> [PROBLEM STATEMENT] Please print the stretch of the data below from its start through the line that contains "(1084, 469)", and leave the pictures out.

***

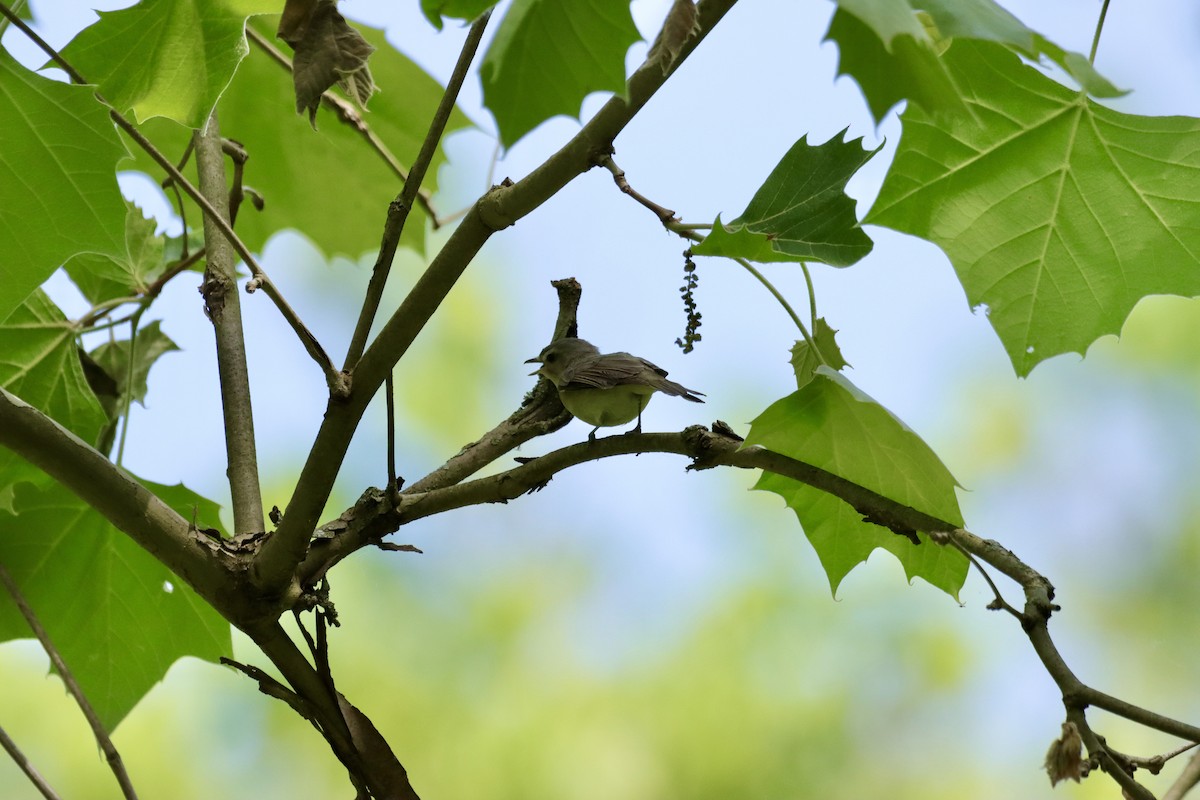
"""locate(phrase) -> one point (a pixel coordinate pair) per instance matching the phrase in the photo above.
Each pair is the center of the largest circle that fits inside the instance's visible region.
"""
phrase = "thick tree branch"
(223, 307)
(97, 728)
(400, 208)
(501, 208)
(355, 743)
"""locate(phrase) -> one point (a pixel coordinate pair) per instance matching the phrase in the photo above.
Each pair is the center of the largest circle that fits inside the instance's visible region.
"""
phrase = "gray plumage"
(604, 389)
(577, 364)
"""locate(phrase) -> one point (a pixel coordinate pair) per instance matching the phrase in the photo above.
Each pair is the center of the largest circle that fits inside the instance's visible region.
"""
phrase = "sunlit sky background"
(1084, 469)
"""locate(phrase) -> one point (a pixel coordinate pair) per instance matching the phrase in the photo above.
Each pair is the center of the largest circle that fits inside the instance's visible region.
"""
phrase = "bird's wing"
(607, 371)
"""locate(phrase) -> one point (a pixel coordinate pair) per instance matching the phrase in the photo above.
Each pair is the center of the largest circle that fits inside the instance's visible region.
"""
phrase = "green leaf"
(329, 184)
(888, 53)
(802, 211)
(166, 58)
(832, 425)
(547, 55)
(40, 364)
(1057, 214)
(114, 359)
(58, 180)
(805, 361)
(892, 49)
(467, 10)
(984, 19)
(117, 615)
(103, 277)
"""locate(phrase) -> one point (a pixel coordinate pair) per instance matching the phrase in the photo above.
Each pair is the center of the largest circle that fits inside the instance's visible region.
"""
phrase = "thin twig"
(999, 602)
(666, 216)
(400, 208)
(23, 762)
(259, 277)
(351, 116)
(1186, 781)
(97, 727)
(1099, 26)
(503, 205)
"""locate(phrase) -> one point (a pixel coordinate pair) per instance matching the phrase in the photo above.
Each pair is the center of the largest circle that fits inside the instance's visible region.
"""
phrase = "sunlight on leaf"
(58, 179)
(329, 184)
(1059, 214)
(891, 50)
(102, 599)
(832, 425)
(166, 58)
(801, 212)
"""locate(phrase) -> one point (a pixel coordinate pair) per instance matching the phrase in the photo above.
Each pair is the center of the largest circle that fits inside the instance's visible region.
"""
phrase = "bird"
(604, 389)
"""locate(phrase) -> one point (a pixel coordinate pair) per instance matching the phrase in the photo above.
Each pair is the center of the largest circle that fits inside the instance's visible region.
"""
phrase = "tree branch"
(223, 307)
(502, 206)
(23, 762)
(97, 728)
(400, 208)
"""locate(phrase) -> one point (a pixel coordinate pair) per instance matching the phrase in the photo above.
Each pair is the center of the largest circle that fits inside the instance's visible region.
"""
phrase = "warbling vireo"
(604, 390)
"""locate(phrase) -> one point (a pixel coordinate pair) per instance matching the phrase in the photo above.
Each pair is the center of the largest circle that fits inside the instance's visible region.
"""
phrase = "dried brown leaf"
(328, 50)
(682, 24)
(1065, 759)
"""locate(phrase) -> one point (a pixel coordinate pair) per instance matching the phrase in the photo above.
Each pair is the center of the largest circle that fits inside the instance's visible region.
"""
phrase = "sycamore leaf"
(984, 19)
(805, 361)
(802, 211)
(58, 179)
(166, 58)
(435, 10)
(287, 158)
(1057, 214)
(115, 613)
(114, 359)
(832, 425)
(102, 277)
(891, 50)
(547, 55)
(40, 364)
(889, 54)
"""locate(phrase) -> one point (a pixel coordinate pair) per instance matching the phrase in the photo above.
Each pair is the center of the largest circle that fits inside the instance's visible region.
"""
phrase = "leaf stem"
(60, 666)
(127, 395)
(1099, 26)
(813, 294)
(400, 208)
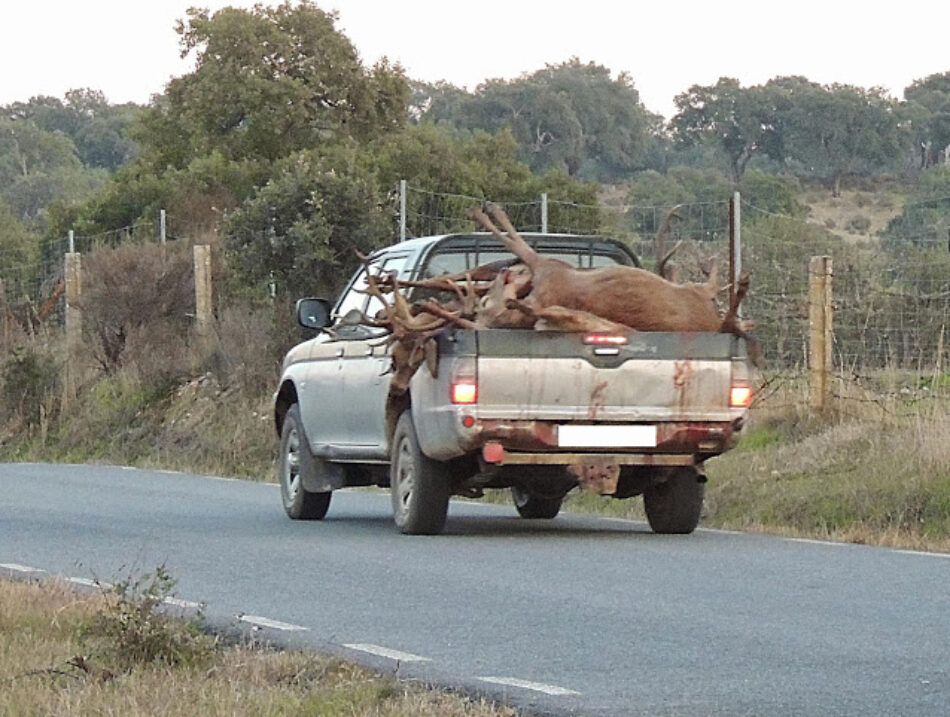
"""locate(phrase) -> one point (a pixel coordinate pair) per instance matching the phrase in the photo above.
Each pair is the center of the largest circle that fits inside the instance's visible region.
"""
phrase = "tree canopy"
(573, 116)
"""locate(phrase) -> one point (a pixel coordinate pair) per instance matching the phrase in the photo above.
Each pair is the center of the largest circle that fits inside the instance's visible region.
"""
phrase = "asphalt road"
(573, 616)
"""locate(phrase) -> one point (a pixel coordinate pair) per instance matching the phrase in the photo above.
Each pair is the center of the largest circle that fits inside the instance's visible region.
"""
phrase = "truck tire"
(419, 486)
(295, 462)
(534, 506)
(674, 505)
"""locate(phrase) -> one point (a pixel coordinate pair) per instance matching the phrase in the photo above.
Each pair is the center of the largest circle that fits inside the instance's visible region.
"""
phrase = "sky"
(128, 49)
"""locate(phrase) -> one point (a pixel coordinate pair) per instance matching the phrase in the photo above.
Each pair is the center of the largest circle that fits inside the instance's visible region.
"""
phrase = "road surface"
(579, 615)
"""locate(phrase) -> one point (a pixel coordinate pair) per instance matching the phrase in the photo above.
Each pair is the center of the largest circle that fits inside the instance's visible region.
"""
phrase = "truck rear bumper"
(536, 442)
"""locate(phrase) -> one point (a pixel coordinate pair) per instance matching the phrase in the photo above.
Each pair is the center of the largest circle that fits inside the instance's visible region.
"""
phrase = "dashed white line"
(818, 542)
(386, 652)
(553, 690)
(273, 624)
(178, 602)
(17, 568)
(86, 582)
(923, 552)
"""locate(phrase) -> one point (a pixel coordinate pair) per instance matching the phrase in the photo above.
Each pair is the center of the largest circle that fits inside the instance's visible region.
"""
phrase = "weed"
(29, 379)
(131, 631)
(859, 224)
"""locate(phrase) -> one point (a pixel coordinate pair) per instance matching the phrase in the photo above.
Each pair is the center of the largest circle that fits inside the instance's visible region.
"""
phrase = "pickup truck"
(536, 412)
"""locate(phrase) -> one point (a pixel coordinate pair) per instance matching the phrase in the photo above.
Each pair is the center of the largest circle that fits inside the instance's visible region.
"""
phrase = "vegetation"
(115, 652)
(288, 161)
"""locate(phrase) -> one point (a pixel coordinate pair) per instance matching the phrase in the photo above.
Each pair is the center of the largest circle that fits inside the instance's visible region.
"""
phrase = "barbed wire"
(891, 305)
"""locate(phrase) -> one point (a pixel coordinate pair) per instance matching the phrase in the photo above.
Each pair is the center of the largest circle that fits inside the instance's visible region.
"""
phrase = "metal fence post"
(402, 210)
(819, 329)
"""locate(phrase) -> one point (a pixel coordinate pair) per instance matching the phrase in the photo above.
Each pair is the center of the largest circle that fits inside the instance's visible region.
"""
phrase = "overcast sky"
(129, 50)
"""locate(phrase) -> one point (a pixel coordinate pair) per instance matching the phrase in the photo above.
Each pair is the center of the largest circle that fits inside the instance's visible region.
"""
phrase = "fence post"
(819, 328)
(72, 278)
(4, 318)
(202, 254)
(402, 210)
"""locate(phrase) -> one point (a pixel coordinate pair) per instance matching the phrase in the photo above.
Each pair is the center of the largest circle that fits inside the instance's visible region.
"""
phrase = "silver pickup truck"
(539, 413)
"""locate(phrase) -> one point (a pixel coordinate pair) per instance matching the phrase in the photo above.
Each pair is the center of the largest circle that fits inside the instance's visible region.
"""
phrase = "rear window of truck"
(459, 255)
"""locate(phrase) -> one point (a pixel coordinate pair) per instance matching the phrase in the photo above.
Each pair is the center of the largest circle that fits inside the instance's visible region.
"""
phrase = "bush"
(131, 631)
(132, 289)
(29, 382)
(859, 224)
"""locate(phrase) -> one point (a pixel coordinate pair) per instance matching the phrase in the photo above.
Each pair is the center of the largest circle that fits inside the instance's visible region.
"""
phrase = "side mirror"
(313, 313)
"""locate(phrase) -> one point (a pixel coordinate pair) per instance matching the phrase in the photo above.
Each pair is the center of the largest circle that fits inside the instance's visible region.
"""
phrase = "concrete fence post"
(203, 305)
(819, 330)
(72, 276)
(72, 279)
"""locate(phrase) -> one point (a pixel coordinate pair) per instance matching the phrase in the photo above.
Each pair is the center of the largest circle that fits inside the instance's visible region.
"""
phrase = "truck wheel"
(419, 486)
(295, 463)
(535, 506)
(674, 505)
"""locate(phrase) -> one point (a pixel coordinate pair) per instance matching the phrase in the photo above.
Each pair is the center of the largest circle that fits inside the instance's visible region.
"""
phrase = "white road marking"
(17, 568)
(720, 530)
(274, 624)
(528, 685)
(818, 542)
(923, 552)
(386, 652)
(178, 602)
(86, 582)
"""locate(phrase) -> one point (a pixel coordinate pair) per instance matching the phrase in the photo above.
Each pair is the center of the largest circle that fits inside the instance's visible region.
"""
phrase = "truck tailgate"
(654, 376)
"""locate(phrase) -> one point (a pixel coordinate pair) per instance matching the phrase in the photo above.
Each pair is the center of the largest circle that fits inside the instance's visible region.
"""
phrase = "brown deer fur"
(623, 294)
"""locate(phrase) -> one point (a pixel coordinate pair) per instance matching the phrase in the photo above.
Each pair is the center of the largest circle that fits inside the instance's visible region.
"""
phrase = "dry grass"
(39, 625)
(839, 214)
(875, 470)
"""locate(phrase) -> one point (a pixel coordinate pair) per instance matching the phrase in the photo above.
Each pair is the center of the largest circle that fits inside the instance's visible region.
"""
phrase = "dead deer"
(620, 294)
(623, 294)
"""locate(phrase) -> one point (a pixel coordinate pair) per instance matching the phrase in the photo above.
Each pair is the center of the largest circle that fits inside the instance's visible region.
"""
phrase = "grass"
(53, 660)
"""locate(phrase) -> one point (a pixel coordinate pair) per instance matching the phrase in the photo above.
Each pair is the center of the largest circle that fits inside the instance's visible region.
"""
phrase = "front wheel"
(530, 505)
(419, 486)
(295, 463)
(674, 505)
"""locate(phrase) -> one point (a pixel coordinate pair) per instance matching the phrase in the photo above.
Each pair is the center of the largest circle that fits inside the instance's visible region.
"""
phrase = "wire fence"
(891, 293)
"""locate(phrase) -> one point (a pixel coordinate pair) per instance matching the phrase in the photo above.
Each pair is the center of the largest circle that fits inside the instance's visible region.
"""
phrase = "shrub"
(859, 224)
(130, 631)
(29, 381)
(129, 290)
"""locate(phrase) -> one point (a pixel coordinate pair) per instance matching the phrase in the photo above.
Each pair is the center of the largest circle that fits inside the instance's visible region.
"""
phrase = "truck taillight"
(464, 391)
(740, 396)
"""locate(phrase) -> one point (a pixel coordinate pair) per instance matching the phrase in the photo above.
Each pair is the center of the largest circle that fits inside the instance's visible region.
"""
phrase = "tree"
(835, 130)
(931, 97)
(98, 130)
(572, 116)
(736, 119)
(300, 229)
(269, 82)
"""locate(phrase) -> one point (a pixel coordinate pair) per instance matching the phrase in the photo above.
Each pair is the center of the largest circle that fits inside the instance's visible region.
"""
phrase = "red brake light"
(464, 391)
(605, 340)
(740, 396)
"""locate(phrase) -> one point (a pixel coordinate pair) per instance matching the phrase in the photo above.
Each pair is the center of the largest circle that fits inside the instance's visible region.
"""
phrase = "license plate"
(572, 436)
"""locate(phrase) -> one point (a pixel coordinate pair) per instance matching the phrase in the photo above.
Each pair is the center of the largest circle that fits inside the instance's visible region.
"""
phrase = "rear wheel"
(531, 505)
(674, 505)
(419, 486)
(296, 463)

***

> [SOLUTION TO THE PROBLEM]
"""locate(phrase) -> one point (a pixel coordinate pair) per instance matching the phrase in the photo above.
Each pair is the center of the largest circle that fits inside the instance's visible region.
"""
phrase = "thick tree branch"
(223, 307)
(97, 728)
(400, 208)
(501, 208)
(355, 743)
"""locate(phrase) -> one point (a pixel coordinate pair) per instance matching the phrase in the photo above.
Each pair is the center of the largest circle that fits inside the instance's visible region.
"""
phrase = "gray plumage"
(604, 389)
(577, 364)
"""locate(phrase) -> one point (a pixel coordinate pair) per instance matching the phrase in the photo above.
Each pair is the center of the largest circle that fits inside the instance's visible region.
"""
phrase = "sunlit sky background"
(1084, 469)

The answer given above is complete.